* [Task]:
All of the records must come back exactly as they were given.

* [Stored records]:
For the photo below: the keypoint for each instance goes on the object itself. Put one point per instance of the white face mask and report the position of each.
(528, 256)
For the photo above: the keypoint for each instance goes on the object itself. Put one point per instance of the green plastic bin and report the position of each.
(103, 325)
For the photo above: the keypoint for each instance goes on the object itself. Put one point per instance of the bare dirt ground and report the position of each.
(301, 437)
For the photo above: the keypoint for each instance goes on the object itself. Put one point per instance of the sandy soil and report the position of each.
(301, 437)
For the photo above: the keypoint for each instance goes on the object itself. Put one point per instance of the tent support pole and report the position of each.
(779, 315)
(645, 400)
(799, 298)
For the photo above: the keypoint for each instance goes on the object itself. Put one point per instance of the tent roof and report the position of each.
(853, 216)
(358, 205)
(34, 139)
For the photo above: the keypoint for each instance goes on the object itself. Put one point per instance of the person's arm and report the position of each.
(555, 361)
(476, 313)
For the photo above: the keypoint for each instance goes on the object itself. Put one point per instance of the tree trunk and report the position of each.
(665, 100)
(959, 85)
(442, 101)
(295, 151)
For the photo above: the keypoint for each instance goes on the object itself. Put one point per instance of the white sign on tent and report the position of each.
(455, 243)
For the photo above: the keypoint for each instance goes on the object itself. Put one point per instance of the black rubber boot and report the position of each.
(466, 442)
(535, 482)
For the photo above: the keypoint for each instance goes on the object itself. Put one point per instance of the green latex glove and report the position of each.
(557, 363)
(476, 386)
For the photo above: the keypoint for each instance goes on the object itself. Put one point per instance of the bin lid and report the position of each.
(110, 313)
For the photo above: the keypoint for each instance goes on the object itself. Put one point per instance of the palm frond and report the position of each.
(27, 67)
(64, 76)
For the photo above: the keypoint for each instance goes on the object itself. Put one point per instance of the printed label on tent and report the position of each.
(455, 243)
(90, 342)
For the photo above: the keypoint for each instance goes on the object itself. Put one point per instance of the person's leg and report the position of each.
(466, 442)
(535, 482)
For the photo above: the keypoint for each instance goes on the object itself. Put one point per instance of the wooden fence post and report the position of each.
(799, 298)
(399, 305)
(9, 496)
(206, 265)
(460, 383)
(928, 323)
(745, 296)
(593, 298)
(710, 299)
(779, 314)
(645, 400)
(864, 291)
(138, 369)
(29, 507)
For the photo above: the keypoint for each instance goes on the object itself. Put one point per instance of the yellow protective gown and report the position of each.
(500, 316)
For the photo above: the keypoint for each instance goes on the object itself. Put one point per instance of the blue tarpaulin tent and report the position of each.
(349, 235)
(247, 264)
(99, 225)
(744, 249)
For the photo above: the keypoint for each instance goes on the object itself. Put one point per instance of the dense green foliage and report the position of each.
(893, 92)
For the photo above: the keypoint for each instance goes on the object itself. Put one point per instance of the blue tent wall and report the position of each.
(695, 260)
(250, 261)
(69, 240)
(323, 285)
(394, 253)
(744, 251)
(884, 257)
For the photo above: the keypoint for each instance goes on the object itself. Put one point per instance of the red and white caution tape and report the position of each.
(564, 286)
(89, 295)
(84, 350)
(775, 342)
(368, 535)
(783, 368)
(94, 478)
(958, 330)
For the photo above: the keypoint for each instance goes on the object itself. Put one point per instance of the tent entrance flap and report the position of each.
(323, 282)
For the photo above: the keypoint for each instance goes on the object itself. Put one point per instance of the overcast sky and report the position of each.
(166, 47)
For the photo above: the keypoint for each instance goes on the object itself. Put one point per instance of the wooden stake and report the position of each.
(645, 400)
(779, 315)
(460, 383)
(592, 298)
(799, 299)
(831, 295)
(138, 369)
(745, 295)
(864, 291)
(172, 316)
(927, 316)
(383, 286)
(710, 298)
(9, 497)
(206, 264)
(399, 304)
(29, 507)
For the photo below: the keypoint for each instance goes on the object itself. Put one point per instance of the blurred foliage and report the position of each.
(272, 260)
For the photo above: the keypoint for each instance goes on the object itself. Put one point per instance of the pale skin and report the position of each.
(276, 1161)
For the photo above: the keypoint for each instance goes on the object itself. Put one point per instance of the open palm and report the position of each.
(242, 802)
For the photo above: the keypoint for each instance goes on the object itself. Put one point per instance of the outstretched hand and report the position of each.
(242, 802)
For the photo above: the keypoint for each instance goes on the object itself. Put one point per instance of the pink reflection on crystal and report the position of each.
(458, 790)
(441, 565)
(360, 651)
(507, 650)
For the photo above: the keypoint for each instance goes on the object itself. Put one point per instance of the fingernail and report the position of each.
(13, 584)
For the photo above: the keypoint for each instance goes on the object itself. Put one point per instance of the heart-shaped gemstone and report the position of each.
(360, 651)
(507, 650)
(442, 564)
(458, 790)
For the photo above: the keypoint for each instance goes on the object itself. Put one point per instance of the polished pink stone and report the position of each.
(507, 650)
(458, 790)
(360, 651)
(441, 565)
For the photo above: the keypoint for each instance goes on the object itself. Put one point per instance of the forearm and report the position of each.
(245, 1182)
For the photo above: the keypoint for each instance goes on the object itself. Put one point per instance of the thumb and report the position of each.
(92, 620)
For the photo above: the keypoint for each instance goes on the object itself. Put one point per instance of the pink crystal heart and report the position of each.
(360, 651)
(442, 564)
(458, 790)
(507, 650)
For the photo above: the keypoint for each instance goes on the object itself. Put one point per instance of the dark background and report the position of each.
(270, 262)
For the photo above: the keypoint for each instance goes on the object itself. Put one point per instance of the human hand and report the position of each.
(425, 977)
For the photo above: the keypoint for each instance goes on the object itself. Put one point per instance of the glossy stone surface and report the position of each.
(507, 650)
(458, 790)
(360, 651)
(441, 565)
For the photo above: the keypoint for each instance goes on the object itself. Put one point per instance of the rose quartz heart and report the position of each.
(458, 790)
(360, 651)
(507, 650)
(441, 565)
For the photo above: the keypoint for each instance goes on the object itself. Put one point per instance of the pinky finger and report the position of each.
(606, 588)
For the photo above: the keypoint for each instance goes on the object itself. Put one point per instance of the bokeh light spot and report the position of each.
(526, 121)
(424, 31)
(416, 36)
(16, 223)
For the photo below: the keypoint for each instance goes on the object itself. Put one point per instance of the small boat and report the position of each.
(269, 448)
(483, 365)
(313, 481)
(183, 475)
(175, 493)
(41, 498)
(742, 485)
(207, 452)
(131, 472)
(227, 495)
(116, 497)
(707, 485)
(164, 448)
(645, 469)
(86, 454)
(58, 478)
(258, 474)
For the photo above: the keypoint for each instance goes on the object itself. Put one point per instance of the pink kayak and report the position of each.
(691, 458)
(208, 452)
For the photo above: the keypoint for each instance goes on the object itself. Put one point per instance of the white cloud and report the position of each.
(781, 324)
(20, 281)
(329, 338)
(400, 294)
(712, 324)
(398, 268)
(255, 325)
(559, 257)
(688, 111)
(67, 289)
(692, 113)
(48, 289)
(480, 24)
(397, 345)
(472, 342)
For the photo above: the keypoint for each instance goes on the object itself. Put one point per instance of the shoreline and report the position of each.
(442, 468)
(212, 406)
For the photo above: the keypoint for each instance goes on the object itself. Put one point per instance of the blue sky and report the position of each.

* [Response below]:
For the photo below: the keypoint for each instance goes on the object itself. Put one point per instance of the white face mask and report the position of each.
(528, 256)
For the photo above: the keypoint for each instance goes on the object itself. Put one point per instance of the green plastic bin and report the position of each.
(103, 325)
For the photo above: the keypoint for each instance goes on the object itself. Put one point per instance of the bare dirt ground and report the position of each.
(301, 437)
For the photo above: the keypoint for each instance goes on the object itself. Put one point per instance of the sandy soil and report the position of each.
(301, 437)
For the photo above: the keypoint for each instance goes on the object itself. Put one point per instance of the tent support pole and report the position of each.
(779, 315)
(645, 400)
(799, 298)
For the photo above: the keypoint for each instance goes on the object itself. Put one point per instance of the tent roof and report the position of each.
(853, 216)
(358, 205)
(34, 139)
For the photo above: the keypoint for each instance goes on the object itself. Put one point per instance of the person's arm and report the position of each.
(555, 361)
(476, 313)
For the photo above: the keypoint for each instance goes on the object itself. Put one point per instance of the tree trunk and report the position of each.
(665, 100)
(959, 85)
(442, 101)
(295, 151)
For the photo above: the keypoint for each instance goes on the object itself. Put one point per instance of the white sign on tent and report the position of each.
(455, 243)
For the photo above: the keypoint for each instance goes on the object itself. Put one point per instance of the black rubber boot and report the position of each.
(466, 442)
(535, 482)
For the photo above: the keypoint for each instance goes on the object itself. Put one point per instance of the green latex glove and report the position of each.
(557, 363)
(476, 386)
For the photo above: the keypoint for each instance goes on the object itself. Put one point per instance of the bin lid and report the position of each.
(110, 313)
For the photo above: the keypoint for each instance goes on the object itself. Put one point per instance of the palm frond and report the position of each.
(27, 67)
(64, 76)
For the photo above: the keypoint for each instance goes on the object itself. Put one point per instance of the printed label on tent and report the position of each.
(455, 243)
(90, 342)
For the photo above: the keypoint for each instance goes on the object itself. Put one point per instance of the person's leg and report the position of each.
(466, 442)
(535, 482)
For the photo above: the keypoint for each instance goes on the object itself. Put one point per instance of the wooden fence post and report the position of each.
(799, 298)
(399, 305)
(9, 496)
(206, 265)
(460, 383)
(928, 323)
(745, 296)
(593, 298)
(710, 299)
(779, 314)
(645, 400)
(864, 291)
(138, 369)
(29, 507)
For the photo above: the keypoint for each instance goes on the object itself. Put one point per instance of the yellow protective gown and report the position of each.
(500, 316)
For the photo above: the keypoint for each instance goes on the object itself. Put one point per instance of the blue tarpaulin tent and report the position of each.
(349, 235)
(247, 264)
(99, 225)
(744, 249)
For the photo above: the keypoint for each instance goes on the object itself. Put one point per instance of the dense green foliage and report the position of each.
(893, 92)
For the photo above: the keypoint for each instance goes on the object itself. Put one point per instance of the blue tent wall and report the position of each.
(695, 260)
(250, 261)
(69, 240)
(323, 285)
(394, 253)
(744, 251)
(884, 257)
For the photo above: the keypoint for each instance goes on the object itself. Put one point per instance of the red and white caution tape and report the position of each.
(564, 286)
(89, 295)
(84, 350)
(775, 342)
(368, 535)
(783, 368)
(94, 478)
(958, 330)
For the photo above: the keypoint for each instance goes on the object itself. Put one point per instance of the tent entrance flap and report the position of each.
(323, 282)
For the photo above: the keypoint for each instance goes on the object itself. Put one point per instance of the overcast sky and report the position of each.
(166, 47)
For the photo above: the keypoint for each instance goes on the object itself. Put one point per instance of the wooden stake and report the position of each.
(645, 400)
(779, 315)
(460, 383)
(592, 298)
(799, 299)
(831, 295)
(138, 369)
(745, 295)
(864, 291)
(172, 316)
(927, 316)
(383, 286)
(710, 298)
(9, 497)
(206, 264)
(399, 304)
(29, 507)
For the photo below: the keypoint for each instance goes on the object itself. Put one point per instance of the blurred foliage and report the position of each.
(272, 260)
For the photo above: the keypoint for each instance goes on the object itself. Put one point per instance of the pale skin and report the position of each.
(276, 1161)
For the photo above: the keypoint for each instance goes on the object itself. Put one point per instance of the open palm and report the position of each.
(242, 802)
For the photo above: the keypoint for each instance goes on the object itself. Put one point per instance of the outstretched hand and report the position of each.
(242, 802)
For the photo above: the keypoint for each instance goes on the object itself. Put one point per instance of the pink reflection on crystal and report the position of each.
(458, 790)
(441, 565)
(360, 651)
(507, 650)
For the photo above: the keypoint for each instance goes on the object itself. Put one point per instance of the fingernail and report the position of each.
(13, 584)
For the photo above: the keypoint for each instance goes on the object itself. Put one point per instance of the heart-shaped gemstone and report the position of each.
(360, 651)
(507, 650)
(442, 564)
(458, 790)
For the photo above: the keypoint for each instance goes on the object itself. Put one point per instance of the polished pink stone and report the position of each.
(507, 650)
(458, 790)
(360, 651)
(441, 565)
For the photo above: the keypoint for each instance goes on the object itself. Put one point per instance of the forearm and report the position of each.
(245, 1182)
For the photo above: the keypoint for each instance goes on the object itself. Put one point per instance of the thumb and report the position of each.
(92, 620)
For the photo above: the keypoint for each instance goes on the object itself. Put one point per instance of the pink crystal heart and report the position of each.
(360, 651)
(442, 564)
(458, 790)
(507, 650)
For the photo above: the keypoint for each instance goes on the object itself. Put one point per instance of the dark background and report the position of each.
(270, 262)
For the photo above: the keypoint for each instance goes on the object itself. Put one point per instance of the human hand and report the position of each.
(425, 977)
For the photo above: the keypoint for each instance goes on the object itself. Put one point per instance of the glossy stone surface and report the position of each.
(507, 650)
(458, 790)
(360, 651)
(441, 565)
For the photo above: the keypoint for each instance goes on the object itself. Put one point per instance of the rose quartz heart and report the position of each.
(458, 790)
(360, 651)
(507, 650)
(441, 565)
For the photo above: the keypoint for each instance goes on the object itself. Put one point per instance of the pinky finger and report the position of each.
(606, 588)
For the photo above: the keypoint for each instance goes on the object itself. Put one point per instance of the bokeh light spot and report the position of each.
(526, 121)
(424, 31)
(416, 36)
(16, 223)
For the photo below: the keypoint for each instance goes on the object itself. Put one point per instance of the small boat and report the position of each.
(269, 448)
(483, 365)
(313, 481)
(183, 475)
(175, 493)
(41, 498)
(742, 485)
(207, 452)
(131, 472)
(227, 495)
(116, 497)
(707, 485)
(164, 448)
(645, 469)
(86, 454)
(58, 478)
(258, 474)
For the photo above: the keypoint for each instance goes on the object itself. Put one point per instance of the pink kayak and report the position of each.
(691, 458)
(208, 452)
For the photo above: the keypoint for each instance goes on the object itself. Put one point per instance of the white cloud and report the position of each.
(781, 324)
(20, 281)
(329, 338)
(400, 294)
(712, 324)
(398, 268)
(255, 325)
(559, 257)
(688, 111)
(67, 289)
(692, 113)
(48, 289)
(480, 24)
(397, 345)
(472, 342)
For the photo above: the keypoint for each instance goes on the object itself. Put one point per instance of the shoreline and report the position of each.
(442, 468)
(212, 406)
For the photo above: the keypoint for each instance goes on the object itself. Put one point per instance of the blue sky and report the position of each.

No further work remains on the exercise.